==== DATASET RECORDS ====
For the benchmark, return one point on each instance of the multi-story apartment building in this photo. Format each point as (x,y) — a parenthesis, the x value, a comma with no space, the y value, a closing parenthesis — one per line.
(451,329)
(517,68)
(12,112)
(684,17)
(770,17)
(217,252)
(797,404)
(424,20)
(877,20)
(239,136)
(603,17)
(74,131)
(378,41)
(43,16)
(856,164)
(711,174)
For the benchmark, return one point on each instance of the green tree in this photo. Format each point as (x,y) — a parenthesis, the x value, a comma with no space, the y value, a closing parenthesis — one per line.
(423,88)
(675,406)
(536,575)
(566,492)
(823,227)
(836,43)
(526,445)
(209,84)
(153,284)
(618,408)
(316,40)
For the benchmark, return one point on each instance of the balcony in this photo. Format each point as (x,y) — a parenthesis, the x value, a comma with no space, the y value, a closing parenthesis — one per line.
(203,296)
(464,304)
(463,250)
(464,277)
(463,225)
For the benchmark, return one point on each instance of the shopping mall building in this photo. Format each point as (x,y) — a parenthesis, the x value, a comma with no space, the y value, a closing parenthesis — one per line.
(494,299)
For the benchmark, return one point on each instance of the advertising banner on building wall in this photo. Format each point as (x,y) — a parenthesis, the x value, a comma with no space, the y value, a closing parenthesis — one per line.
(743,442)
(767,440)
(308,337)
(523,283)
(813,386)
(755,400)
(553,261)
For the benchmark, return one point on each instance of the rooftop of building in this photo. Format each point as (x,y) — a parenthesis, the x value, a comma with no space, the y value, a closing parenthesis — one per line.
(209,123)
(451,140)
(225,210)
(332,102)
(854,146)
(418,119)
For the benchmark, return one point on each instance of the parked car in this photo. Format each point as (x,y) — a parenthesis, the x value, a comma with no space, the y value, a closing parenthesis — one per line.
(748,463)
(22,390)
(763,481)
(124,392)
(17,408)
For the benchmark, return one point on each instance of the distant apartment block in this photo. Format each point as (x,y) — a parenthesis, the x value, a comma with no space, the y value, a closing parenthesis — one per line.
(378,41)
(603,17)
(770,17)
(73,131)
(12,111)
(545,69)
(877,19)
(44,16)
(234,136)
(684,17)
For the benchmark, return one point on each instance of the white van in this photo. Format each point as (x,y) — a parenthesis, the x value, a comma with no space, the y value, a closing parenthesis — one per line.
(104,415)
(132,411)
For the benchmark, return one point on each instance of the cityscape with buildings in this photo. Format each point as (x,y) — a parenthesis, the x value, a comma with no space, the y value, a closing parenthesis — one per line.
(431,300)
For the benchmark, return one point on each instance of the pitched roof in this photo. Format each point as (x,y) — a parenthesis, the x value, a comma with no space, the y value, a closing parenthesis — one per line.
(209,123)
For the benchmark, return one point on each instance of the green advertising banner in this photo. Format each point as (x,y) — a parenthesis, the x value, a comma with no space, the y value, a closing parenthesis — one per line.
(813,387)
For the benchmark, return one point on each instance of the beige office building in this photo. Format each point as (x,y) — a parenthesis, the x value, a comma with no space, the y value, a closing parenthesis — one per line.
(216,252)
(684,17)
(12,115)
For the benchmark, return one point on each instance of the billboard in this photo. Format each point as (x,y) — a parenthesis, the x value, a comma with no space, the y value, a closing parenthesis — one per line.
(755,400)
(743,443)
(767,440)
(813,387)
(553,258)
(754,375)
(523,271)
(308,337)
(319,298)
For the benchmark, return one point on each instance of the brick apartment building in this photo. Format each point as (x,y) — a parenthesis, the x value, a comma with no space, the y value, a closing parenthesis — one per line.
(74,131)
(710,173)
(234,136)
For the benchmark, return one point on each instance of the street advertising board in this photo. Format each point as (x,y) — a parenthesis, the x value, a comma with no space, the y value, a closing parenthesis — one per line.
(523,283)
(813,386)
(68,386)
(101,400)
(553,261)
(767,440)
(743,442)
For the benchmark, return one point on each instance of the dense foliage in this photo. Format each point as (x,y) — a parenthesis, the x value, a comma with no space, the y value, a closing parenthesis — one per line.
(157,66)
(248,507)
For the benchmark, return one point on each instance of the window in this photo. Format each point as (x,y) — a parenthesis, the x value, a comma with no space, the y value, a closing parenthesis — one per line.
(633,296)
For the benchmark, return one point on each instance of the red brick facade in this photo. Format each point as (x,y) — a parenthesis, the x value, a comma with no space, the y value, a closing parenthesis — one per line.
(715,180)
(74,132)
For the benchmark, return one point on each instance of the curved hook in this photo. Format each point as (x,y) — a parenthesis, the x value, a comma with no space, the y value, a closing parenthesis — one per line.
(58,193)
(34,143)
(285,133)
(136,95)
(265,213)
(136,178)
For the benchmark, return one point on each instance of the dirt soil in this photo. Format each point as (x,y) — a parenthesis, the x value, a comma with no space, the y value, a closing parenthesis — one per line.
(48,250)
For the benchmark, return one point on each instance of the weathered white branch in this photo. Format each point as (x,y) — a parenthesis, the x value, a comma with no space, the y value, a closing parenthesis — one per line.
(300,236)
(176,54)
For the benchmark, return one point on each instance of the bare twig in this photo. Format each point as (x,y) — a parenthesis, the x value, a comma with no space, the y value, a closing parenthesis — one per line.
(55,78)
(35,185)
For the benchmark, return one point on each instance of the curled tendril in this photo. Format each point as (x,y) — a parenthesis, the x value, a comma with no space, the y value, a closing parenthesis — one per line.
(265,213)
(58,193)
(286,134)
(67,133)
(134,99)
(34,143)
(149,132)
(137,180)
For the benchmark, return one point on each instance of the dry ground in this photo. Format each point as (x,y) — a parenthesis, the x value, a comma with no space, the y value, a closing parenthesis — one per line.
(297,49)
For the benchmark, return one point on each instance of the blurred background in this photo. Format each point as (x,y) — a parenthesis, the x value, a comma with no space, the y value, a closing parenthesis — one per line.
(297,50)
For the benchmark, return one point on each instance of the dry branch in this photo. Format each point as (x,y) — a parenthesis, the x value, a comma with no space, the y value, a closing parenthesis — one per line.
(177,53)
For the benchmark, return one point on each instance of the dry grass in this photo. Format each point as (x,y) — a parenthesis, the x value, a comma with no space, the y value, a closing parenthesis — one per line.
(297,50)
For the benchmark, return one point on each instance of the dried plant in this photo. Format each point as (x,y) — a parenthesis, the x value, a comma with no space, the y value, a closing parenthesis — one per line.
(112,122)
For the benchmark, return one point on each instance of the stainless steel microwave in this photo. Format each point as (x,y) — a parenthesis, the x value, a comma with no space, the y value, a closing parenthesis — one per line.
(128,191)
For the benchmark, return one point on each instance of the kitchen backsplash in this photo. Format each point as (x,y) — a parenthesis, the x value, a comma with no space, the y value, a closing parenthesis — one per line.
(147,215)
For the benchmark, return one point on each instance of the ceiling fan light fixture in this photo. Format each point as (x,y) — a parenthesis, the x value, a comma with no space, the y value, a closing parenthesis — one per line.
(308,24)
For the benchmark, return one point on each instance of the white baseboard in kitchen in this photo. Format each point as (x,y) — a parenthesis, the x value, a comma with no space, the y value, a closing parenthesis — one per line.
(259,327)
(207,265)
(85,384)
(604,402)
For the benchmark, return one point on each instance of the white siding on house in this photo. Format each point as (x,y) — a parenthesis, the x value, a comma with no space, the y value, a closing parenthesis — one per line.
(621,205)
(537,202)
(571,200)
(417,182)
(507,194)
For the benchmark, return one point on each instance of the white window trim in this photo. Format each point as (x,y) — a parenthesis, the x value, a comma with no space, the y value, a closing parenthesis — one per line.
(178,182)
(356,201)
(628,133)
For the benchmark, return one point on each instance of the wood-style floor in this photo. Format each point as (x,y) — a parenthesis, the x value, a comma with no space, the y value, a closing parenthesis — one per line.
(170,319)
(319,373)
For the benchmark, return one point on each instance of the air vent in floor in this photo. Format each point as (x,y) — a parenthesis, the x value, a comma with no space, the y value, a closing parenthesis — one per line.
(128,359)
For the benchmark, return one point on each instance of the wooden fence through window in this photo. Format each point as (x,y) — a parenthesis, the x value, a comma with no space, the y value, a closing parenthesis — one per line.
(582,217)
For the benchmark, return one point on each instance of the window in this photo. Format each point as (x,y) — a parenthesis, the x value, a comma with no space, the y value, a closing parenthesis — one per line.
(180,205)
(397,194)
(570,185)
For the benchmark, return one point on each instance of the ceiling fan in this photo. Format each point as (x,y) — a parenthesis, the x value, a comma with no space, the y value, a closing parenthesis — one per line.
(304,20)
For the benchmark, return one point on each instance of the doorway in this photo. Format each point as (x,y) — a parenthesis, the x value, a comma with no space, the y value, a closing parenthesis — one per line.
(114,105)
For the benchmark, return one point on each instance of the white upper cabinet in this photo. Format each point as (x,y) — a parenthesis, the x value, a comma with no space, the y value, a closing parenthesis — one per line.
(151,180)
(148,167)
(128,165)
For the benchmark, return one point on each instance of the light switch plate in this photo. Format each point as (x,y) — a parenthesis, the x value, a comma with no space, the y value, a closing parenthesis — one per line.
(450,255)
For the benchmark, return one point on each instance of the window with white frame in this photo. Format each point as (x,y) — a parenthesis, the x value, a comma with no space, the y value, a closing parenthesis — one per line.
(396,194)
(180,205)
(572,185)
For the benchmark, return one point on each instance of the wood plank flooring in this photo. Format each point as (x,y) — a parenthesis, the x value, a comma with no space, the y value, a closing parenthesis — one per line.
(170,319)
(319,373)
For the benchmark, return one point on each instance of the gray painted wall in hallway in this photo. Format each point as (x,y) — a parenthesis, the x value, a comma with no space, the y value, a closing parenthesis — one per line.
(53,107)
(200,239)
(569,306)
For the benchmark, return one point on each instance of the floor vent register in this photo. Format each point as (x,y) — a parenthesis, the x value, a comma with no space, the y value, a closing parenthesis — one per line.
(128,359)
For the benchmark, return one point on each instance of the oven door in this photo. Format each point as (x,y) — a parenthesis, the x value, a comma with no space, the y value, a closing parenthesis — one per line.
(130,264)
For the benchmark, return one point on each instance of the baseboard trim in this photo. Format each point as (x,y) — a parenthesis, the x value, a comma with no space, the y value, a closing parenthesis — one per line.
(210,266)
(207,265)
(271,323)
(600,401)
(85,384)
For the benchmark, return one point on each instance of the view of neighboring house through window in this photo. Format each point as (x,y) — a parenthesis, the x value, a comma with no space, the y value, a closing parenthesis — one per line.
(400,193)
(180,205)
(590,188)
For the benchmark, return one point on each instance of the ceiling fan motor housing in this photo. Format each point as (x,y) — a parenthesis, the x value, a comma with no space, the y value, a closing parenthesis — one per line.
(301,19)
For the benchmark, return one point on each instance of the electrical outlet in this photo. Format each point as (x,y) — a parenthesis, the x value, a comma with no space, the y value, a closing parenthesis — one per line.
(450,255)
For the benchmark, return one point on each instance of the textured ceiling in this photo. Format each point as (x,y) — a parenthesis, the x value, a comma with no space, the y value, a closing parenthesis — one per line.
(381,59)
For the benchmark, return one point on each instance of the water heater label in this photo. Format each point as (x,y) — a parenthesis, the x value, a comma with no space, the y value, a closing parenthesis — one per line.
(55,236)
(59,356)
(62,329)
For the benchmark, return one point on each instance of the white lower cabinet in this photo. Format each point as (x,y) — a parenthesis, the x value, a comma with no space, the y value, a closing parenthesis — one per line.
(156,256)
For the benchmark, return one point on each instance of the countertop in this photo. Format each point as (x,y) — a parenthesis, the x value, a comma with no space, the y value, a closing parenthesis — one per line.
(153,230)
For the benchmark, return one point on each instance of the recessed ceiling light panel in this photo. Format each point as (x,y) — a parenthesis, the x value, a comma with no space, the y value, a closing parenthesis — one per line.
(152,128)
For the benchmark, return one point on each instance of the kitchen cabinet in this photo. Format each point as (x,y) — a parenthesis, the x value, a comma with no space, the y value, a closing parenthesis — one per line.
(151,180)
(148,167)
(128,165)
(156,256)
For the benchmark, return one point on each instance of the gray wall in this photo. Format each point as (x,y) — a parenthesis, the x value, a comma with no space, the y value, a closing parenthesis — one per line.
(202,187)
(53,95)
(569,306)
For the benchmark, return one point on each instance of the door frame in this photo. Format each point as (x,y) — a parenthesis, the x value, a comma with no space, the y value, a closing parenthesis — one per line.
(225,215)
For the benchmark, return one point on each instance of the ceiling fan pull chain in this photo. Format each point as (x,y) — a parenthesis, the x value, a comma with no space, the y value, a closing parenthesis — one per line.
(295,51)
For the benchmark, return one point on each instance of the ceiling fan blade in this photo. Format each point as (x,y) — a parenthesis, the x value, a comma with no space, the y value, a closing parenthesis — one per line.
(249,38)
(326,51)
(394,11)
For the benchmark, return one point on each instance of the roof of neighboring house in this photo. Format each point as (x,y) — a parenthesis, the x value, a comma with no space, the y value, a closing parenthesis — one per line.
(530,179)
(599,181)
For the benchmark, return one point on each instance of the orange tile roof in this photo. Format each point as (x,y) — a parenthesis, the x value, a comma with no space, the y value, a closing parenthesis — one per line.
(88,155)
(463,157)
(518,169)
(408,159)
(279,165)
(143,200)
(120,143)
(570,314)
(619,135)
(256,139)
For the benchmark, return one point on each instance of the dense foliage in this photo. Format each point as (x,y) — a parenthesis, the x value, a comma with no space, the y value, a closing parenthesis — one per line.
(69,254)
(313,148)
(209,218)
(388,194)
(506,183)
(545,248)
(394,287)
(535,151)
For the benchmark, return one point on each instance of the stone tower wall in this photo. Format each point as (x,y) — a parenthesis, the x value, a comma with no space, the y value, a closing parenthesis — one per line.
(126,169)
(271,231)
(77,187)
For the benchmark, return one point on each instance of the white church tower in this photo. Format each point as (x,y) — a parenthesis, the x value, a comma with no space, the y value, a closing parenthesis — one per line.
====
• **YOUR GOAL**
Repeat, exactly and only, the lines above from the one containing "of the stone" through the end of the material.

• **OUTPUT**
For the benchmark, return one point on each instance of the stone tower wall in this photo. Format each point as (x,y) — a parenthesis, the x value, a comma with no space, the y value, a closing parenthesis — one per line.
(126,169)
(271,231)
(77,187)
For the benchmark, return one point on each instance of the white church tower in this photo. Format each point as (x,y) — a parenthesis, the x value, a comma with no space, the y value, a closing parenthesis — one per line.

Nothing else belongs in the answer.